◆ **Short exercise**
Give back every line exactly as it appears, pictures excluded.

-------- Provided entries

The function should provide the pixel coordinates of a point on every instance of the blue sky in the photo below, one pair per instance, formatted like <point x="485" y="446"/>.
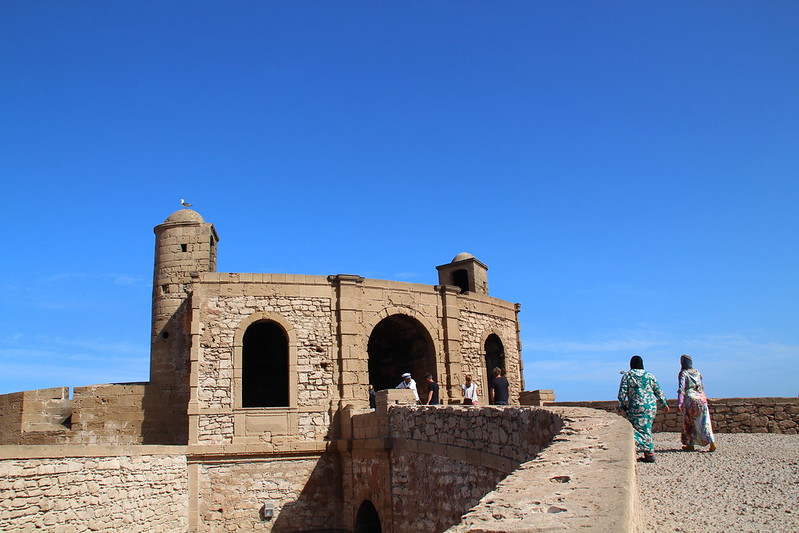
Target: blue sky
<point x="627" y="170"/>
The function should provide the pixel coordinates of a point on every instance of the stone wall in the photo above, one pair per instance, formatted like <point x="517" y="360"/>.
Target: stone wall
<point x="97" y="414"/>
<point x="459" y="453"/>
<point x="92" y="488"/>
<point x="475" y="327"/>
<point x="584" y="480"/>
<point x="729" y="415"/>
<point x="421" y="467"/>
<point x="302" y="492"/>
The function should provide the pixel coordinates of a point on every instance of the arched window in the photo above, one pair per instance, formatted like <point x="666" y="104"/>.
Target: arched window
<point x="460" y="278"/>
<point x="400" y="343"/>
<point x="265" y="366"/>
<point x="367" y="521"/>
<point x="495" y="357"/>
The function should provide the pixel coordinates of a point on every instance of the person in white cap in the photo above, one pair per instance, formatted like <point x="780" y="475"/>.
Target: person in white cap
<point x="409" y="383"/>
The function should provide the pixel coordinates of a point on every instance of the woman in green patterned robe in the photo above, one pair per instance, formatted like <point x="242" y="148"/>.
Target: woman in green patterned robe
<point x="639" y="393"/>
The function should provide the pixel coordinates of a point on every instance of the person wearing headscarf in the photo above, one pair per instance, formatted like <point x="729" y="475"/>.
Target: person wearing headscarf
<point x="697" y="429"/>
<point x="639" y="393"/>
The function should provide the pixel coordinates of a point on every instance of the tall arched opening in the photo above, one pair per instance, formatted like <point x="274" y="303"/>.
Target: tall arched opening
<point x="367" y="520"/>
<point x="495" y="358"/>
<point x="399" y="344"/>
<point x="265" y="366"/>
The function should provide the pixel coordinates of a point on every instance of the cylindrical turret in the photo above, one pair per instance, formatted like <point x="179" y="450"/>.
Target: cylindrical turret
<point x="184" y="245"/>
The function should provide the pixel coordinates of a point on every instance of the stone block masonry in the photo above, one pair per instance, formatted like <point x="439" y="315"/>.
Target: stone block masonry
<point x="58" y="488"/>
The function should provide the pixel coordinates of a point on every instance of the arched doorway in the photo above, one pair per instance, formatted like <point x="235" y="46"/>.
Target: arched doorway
<point x="398" y="344"/>
<point x="495" y="358"/>
<point x="367" y="520"/>
<point x="265" y="366"/>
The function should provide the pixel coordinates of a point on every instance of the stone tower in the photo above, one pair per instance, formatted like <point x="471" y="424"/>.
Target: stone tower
<point x="184" y="245"/>
<point x="466" y="273"/>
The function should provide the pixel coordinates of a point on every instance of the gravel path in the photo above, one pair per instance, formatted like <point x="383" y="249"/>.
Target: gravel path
<point x="750" y="483"/>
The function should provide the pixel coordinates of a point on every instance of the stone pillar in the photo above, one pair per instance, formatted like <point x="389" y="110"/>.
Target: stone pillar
<point x="452" y="368"/>
<point x="352" y="359"/>
<point x="518" y="308"/>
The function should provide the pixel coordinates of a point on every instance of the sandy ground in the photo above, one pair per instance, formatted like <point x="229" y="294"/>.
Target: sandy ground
<point x="750" y="483"/>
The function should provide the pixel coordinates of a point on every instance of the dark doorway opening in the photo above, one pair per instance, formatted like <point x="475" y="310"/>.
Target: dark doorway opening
<point x="495" y="358"/>
<point x="367" y="520"/>
<point x="400" y="344"/>
<point x="265" y="366"/>
<point x="461" y="279"/>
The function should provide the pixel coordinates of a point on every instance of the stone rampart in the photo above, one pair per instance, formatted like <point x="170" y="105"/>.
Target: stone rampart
<point x="459" y="453"/>
<point x="92" y="488"/>
<point x="729" y="415"/>
<point x="584" y="480"/>
<point x="430" y="466"/>
<point x="97" y="414"/>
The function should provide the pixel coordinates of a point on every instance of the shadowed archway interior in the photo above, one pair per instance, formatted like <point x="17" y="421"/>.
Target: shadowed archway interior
<point x="398" y="344"/>
<point x="495" y="358"/>
<point x="367" y="521"/>
<point x="265" y="366"/>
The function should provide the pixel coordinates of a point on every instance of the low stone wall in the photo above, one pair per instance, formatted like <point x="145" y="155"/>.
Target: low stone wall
<point x="97" y="414"/>
<point x="444" y="459"/>
<point x="35" y="417"/>
<point x="303" y="492"/>
<point x="90" y="488"/>
<point x="729" y="415"/>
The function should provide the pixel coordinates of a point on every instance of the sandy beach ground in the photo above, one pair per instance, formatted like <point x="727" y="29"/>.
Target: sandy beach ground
<point x="751" y="483"/>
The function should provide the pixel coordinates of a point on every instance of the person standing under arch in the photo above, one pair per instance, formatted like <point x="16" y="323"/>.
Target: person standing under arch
<point x="469" y="391"/>
<point x="499" y="388"/>
<point x="409" y="383"/>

----------------

◆ **Right answer**
The function should provide the pixel coordinates of a point on every instance of the blue sky in the photo below, one pair per instance, formatted like <point x="485" y="446"/>.
Target: blue sky
<point x="627" y="170"/>
The function should provide the pixel coordinates of a point on every instance of the stone wall in the photo above, one pair per instance, formatted like <point x="517" y="360"/>.
Target: stone wall
<point x="97" y="414"/>
<point x="459" y="453"/>
<point x="92" y="488"/>
<point x="475" y="327"/>
<point x="584" y="480"/>
<point x="729" y="415"/>
<point x="421" y="467"/>
<point x="302" y="492"/>
The function should provide the pixel coordinates of a point on every instance of the arched window in the photo above, one pair per instance, formatted like <point x="666" y="104"/>.
Target: arched window
<point x="460" y="278"/>
<point x="400" y="343"/>
<point x="265" y="366"/>
<point x="367" y="521"/>
<point x="495" y="357"/>
The function should provide the pixel coordinates of a point on every instance of the person in white cap in the photo above, one pair per instance, formatted like <point x="780" y="475"/>.
Target: person in white cap
<point x="409" y="383"/>
The function should provide the pixel coordinates of a point on every instance of the woman in green patterned robe in the photo above, one pair per instance, formatted like <point x="242" y="148"/>.
Target: woman in green patterned robe
<point x="639" y="393"/>
The function should provide the pixel coordinates of a point on every instance of the person wearing headscarf in the photo above, one pair per instance, formatted like <point x="729" y="475"/>.
Target: person wearing headscarf
<point x="697" y="429"/>
<point x="639" y="393"/>
The function should provide the pixel coordinates of a point on every instance of the tall arched opening in the photo above, one pair per instance, formatted like <point x="274" y="303"/>.
Target: tall arched opening
<point x="367" y="520"/>
<point x="495" y="358"/>
<point x="399" y="344"/>
<point x="265" y="366"/>
The function should provide the pixel coordinates of a point on every instance of the cylindrical turret in the photo above, one pair per instance, formatted like <point x="179" y="450"/>.
Target: cylindrical turret
<point x="184" y="245"/>
The function should provide the pixel coordinates of a point on every instance of the stone block masonry in the photo above, one pair per instance, formatted like <point x="439" y="315"/>.
Target: stone block masonry
<point x="58" y="488"/>
The function should provide the pixel coordinates of a point on every instance of the arched doorway in the photo above, one pair per instance, formatted like <point x="235" y="46"/>.
Target: arched doorway
<point x="398" y="344"/>
<point x="495" y="358"/>
<point x="367" y="520"/>
<point x="265" y="366"/>
The function should provide the pixel coordinates of a point on every instance of the stone tower in the photo above, one pair per instance, formatted like <point x="471" y="424"/>.
Target: stone tower
<point x="184" y="245"/>
<point x="466" y="273"/>
The function should provide the pixel coordinates of a point on every instance of the gravel path in the photo above, one pair per instance, formatted like <point x="383" y="249"/>.
Target: gravel path
<point x="750" y="483"/>
The function should provide the pixel coordinates of a point on every instance of the stone pillar in the photo above, one pair per instance, formatted like <point x="389" y="110"/>.
Target: stone pillar
<point x="452" y="368"/>
<point x="352" y="359"/>
<point x="518" y="308"/>
The function should provide the pixel coordinates of a point on every instance of the sandy ground in the photo above, one pair per instance, formatted like <point x="229" y="294"/>.
Target: sandy ground
<point x="750" y="483"/>
The function should provide the pixel coordinates of a point on every instance of the dark doorway opening in the photo above, one pair per instance, formatted like <point x="475" y="310"/>.
Target: dark doorway opening
<point x="495" y="358"/>
<point x="367" y="520"/>
<point x="400" y="344"/>
<point x="265" y="366"/>
<point x="461" y="279"/>
The function should provide the pixel coordinates of a point on every instance of the stone rampart in the photo above, one pair per instance, formatted like <point x="170" y="105"/>.
Target: stone rampart
<point x="459" y="453"/>
<point x="92" y="488"/>
<point x="729" y="415"/>
<point x="584" y="480"/>
<point x="430" y="466"/>
<point x="97" y="414"/>
The function should provide the pixel coordinates of a point on every instance of the shadowed archway interior in the photo above, one pair per instance, formatted like <point x="17" y="421"/>.
Target: shadowed archway interior
<point x="398" y="344"/>
<point x="495" y="358"/>
<point x="367" y="521"/>
<point x="265" y="366"/>
The function should provide the pixel coordinates of a point on every instance of the low stone wall in the photo above, one pair per instance, formatted like <point x="145" y="155"/>.
Target: low stone wall
<point x="97" y="414"/>
<point x="444" y="459"/>
<point x="35" y="417"/>
<point x="303" y="492"/>
<point x="90" y="488"/>
<point x="729" y="415"/>
The function should provide the pixel coordinates of a point on every instance of the sandy beach ground in the photo above, one pair per instance, formatted like <point x="727" y="29"/>.
Target: sandy beach ground
<point x="751" y="483"/>
The function should provide the pixel coordinates of a point on every instance of the person standing under arch in the photo above, one pair per instance, formatted like <point x="16" y="323"/>.
Target: person standing under arch
<point x="469" y="391"/>
<point x="499" y="388"/>
<point x="409" y="383"/>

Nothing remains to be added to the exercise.